**ACTION ITEM**.
Please carry on the summary of the CoAE one-shot object detection paper, picking up right after its final sentence.

**SOURCE PASSAGE**.
╔══
View on Semantic Scholar

Summary

The paper introduces CoAE, a framework that employs co-attention and co-excitation to effectively detect unseen object classes.
It integrates non-local object proposals, a squeeze-and-co-excitation module, and a margin-based ranking loss, achieving AP improvements of 63.8% on VOC and 22.0% on COCO.
The paper highlights the promise of combining attention strategies to advance class-agnostic one-shot detection and inspire further research in few-shot learning.

One-Shot Object Detection with Co-Attention and Co-Excitation

The paper presents a novel framework for one-shot object detection tasks, leveraging co-attention and co-excitation, denoted as CoAE. The primary challenge addressed is the detection of objects from unseen classes with the guidance of a query image patch, without the query class label being included in the training data. This task is an essential aspect of advancing toward more flexible and human-like visual recognition systems.
╚══
**DATA SHOWN**.
╔══
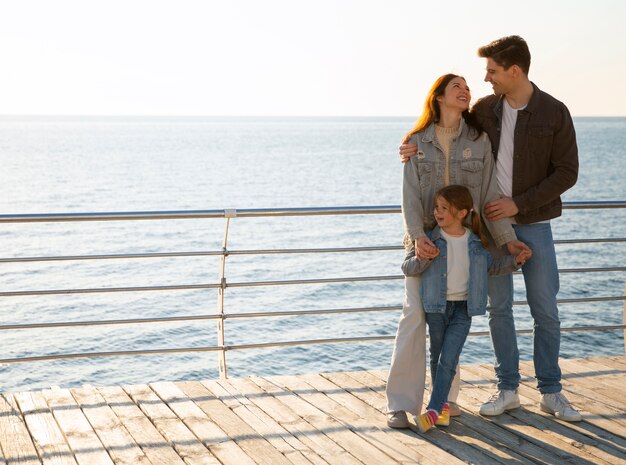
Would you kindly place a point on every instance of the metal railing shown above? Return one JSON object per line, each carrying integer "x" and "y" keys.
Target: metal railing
{"x": 222, "y": 284}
╚══
**RESPONSE AREA**.
Key Contributions

The CoAE approach is designed around three pivotal innovations:

Non-Local Object Proposals: The framework introduces a co-attention mechanism that leverages non-local operations on convolutional feature maps. This aims to enhance region proposal networks (RPN) by generating proposals that are more relevant to the one-shot query, accommodating unseen object classes during inference.
Squeeze-and-Co-Excitation (SCE): This component is developed to emphasize correlated feature channels across both query and target images. By aligning the feature maps of query and target images through a squeeze operation followed by a co-excitation step, the method adaptively highlights the channels crucial for identifying the target objects.
Margin-Based Ranking Loss: The paper further proposes a margin-based ranking loss to facilitate the metric learning process. This loss function is crafted to implicitly prioritize the most similar region proposals relative to the query, thereby enhancing the model's one-shot detection capabilities.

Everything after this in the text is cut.